» Stated goal
Convert every line of the rows below into a JSON list of strings, one string per line, and omit any blank lines.

» Records supplied
** start **

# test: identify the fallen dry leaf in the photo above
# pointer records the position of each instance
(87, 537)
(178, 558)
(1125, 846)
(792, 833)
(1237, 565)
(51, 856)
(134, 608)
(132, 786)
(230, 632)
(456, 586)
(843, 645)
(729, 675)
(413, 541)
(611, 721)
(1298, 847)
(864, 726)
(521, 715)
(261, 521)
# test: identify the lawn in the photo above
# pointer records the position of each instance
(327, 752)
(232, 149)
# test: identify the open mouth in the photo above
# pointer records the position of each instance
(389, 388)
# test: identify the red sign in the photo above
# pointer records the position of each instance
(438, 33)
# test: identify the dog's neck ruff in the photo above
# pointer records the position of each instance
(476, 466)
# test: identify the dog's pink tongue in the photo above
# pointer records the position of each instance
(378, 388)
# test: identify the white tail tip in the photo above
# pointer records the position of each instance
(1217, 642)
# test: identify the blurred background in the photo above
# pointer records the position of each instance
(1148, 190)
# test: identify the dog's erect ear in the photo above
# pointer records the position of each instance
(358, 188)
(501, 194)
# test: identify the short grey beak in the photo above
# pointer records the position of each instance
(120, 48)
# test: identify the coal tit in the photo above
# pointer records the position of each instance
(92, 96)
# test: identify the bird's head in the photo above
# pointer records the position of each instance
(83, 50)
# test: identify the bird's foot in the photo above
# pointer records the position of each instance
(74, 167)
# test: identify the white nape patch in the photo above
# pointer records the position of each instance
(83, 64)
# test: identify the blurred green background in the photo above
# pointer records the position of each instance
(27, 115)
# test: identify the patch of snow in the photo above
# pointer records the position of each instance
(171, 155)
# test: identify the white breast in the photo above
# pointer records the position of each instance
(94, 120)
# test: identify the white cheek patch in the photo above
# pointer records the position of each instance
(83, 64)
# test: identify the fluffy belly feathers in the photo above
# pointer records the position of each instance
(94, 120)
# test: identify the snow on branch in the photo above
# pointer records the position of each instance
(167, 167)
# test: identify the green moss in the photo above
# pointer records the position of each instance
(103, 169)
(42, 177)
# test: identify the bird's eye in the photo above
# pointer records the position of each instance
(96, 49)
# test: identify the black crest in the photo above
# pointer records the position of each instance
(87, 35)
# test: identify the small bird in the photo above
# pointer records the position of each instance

** end **

» Written answer
[
  "# test: identify the fallen dry leaf in the photo above",
  "# pointer records the position of each instance",
  "(87, 537)",
  "(178, 558)",
  "(1125, 846)",
  "(792, 833)",
  "(1237, 565)",
  "(51, 856)",
  "(134, 608)",
  "(132, 786)",
  "(230, 632)",
  "(456, 586)",
  "(843, 645)",
  "(729, 675)",
  "(413, 541)",
  "(611, 721)",
  "(1298, 847)",
  "(864, 726)",
  "(521, 715)",
  "(261, 521)",
  "# test: identify the lawn in the photo above",
  "# pointer records the position of each instance",
  "(327, 752)",
  "(232, 149)",
  "# test: identify the open mouth in the photo above",
  "# pointer records the position of each instance",
  "(389, 388)",
  "# test: identify the red sign in the photo above",
  "# pointer records the position of each instance",
  "(438, 33)",
  "# test: identify the dog's neck ruff in the photo above",
  "# pointer records the position of each instance",
  "(476, 466)",
  "# test: identify the dog's pink tongue in the photo above",
  "# pointer records the position of each instance",
  "(378, 388)",
  "# test: identify the white tail tip in the photo above",
  "# pointer records the position of each instance",
  "(1217, 642)",
  "# test: identify the blurred background in the photo above",
  "# pointer records the position of each instance",
  "(1148, 190)",
  "# test: identify the dog's erect ear in the photo above",
  "# pointer records the position of each instance",
  "(358, 188)",
  "(501, 194)",
  "# test: identify the short grey beak in the photo above",
  "# pointer records the position of each instance",
  "(120, 48)",
  "# test: identify the coal tit in the photo above",
  "# pointer records the position of each instance",
  "(92, 96)",
  "# test: identify the bird's head in the photo above",
  "# pointer records the position of each instance",
  "(83, 50)",
  "# test: identify the bird's foot in the photo above",
  "# pointer records the position of each instance",
  "(74, 167)",
  "# test: identify the white nape patch in the photo above",
  "# pointer records the position of each instance",
  "(83, 64)",
  "# test: identify the blurred green background in the photo above",
  "# pointer records the position of each instance",
  "(27, 115)",
  "# test: identify the patch of snow in the photo above",
  "# pointer records the position of each instance",
  "(171, 155)",
  "# test: identify the white breast in the photo above",
  "# pointer records the position of each instance",
  "(94, 120)",
  "# test: identify the white cheek patch in the photo above",
  "# pointer records the position of each instance",
  "(83, 64)",
  "# test: identify the fluffy belly feathers in the photo above",
  "# pointer records the position of each instance",
  "(94, 120)",
  "# test: identify the snow on branch in the photo above",
  "# pointer records the position of each instance",
  "(167, 167)",
  "# test: identify the green moss in the photo above",
  "# pointer records the position of each instance",
  "(103, 169)",
  "(42, 177)",
  "# test: identify the bird's eye in the photo above",
  "# pointer records the position of each instance",
  "(96, 49)",
  "# test: identify the black crest in the photo above",
  "# pointer records the position of each instance",
  "(87, 35)",
  "# test: identify the small bird in the photo above",
  "# pointer records the position of each instance"
]